- SELECTED PASSAGE:
§ §

The incredible £754,783.18 that Wirral Council councillors cost (plus amounts for the Mayor & Deputy Mayor)
To very little fanfare (compared to the local newspaper coverage that used to go with the annual publication of MP’s expenses), Wirral Council has published on its website what it paid each of its councillors for 2013-14 with a breakdown by basic allowance, responsibility allowance, telephone rental (although this is a £NIL amount for everyone on that list), expenses, subsistence, travel expenses and car mileage. Despite replying to a FOI request and stating this was part of Wirral Council’s “openness and transparency” it is in fact a legal requirement that they publish this information annually (if you’d like to leave a comment referring to the specific Act of Parliament or regulations that require them to do this feel free).
This list includes three people who aren’t councillors but are “independent persons” and are appointed by Wirral Council councillors. These three have a role set down in law in dealing with complaints about councillors. They are also co-opted on Wirral Council’s Standards and Constitutional Oversight Committee (whose next scheduled meeting has been cancelled).
Unlike the councillors none of these three get a basic amount, but receive £25 for each meeting they attend of the Standards and Constitutional Oversight Committee. In addition to this they are able to claim car mileage for meetings associated with their role. The annual amounts for these three are the smallest on the list being £90.80 (Dr. Burgess-Joyce), £122.40 (Brian Cummings) and £208.10 (RS Jones).
For the politicians, the lowest annual amount paid was to Cllr Matthew Patrick of £3,794.14. This is because he was only elected part way through that year in October 2013 in the Upton by-election. The by-election in Upton happened because of the death of Cllr Sylvia Hodrien, who also appears in the list receiving a part year amount of £4,373.84. Former Councillor Darren Dodd is the only other name to receive a part year amount of £6,019.11 as he resigned part way through the year and moved to Leeds.

§ §

- SUPPLIED DATA:
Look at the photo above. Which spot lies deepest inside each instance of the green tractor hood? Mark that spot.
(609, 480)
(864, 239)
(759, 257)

§ §

- JOB A:
Answer each question from the article on Wirral Council councillors' costs:
(i) How much do the independent persons receive for each Standards and Constitutional Oversight Committee meeting they attend?
(ii) In what month and year, and in which by-election, was Cllr Matthew Patrick elected?
(iii) Why did former Councillor Darren Dodd receive only a part-year amount?
- JOB B: Carry the article on Wirral Council councillors' costs forward from its final sentence.

- RESULT A:
(i) £25 per meeting.
(ii) October 2013, in the Upton by-election.
(iii) He resigned part way through the year and moved to Leeds.

- RESULT B:
The rest received the basic allowance of £8,712.48. In addition to this amount roughly half receive an extra responsibility allowance which for this financial year applied to thirty-three out of the sixty-seven councillors. An extra responsibility allowance is paid to the ten members of the Cabinet (generally an extra £9,171 although the Leader receives £22,927), chair of a committee, leader or deputy leader of a political group etc. The largest responsibility allowance paid was to Cllr Phil Davies of £22,926.96 (this is in addition to the basic allowance of £8,712.48). The smallest amount (that wasn’t £NIL) paid as a responsibility allowance was to Cllr Lesley Rennie of £203.38.
In total (the councillors and independent persons) claimed a total of £5,171.75 in car mileage payments, £490.99 in subsistence payments (this a meals allowance when they’re away from home for over four hours) and £1,684.64 in “expenses”.
The total cost (from this list) to the taxpayer for 2013-14 for the councillors and three independent persons was £754,783.18.
For some obscure reason I’m not really sure of, in earlier years the amount that the Mayor and Deputy Mayor are paid is published separately. This doesn’t seem to have been done yet this year (at the time of writing), but in 2012-13 came to a total of an extra £12,228.80. I would guess that the amount for the mayoralty in 2013-14 would be a similar amount to this.
A number of councillors also represent Wirral Council on outside bodies. There are two councillors who represent Wirral Council on the Merseyside Recycling and Waste Authority are paid an extra £1,834 each. These amounts are paid directly by Wirral Council to these councillors.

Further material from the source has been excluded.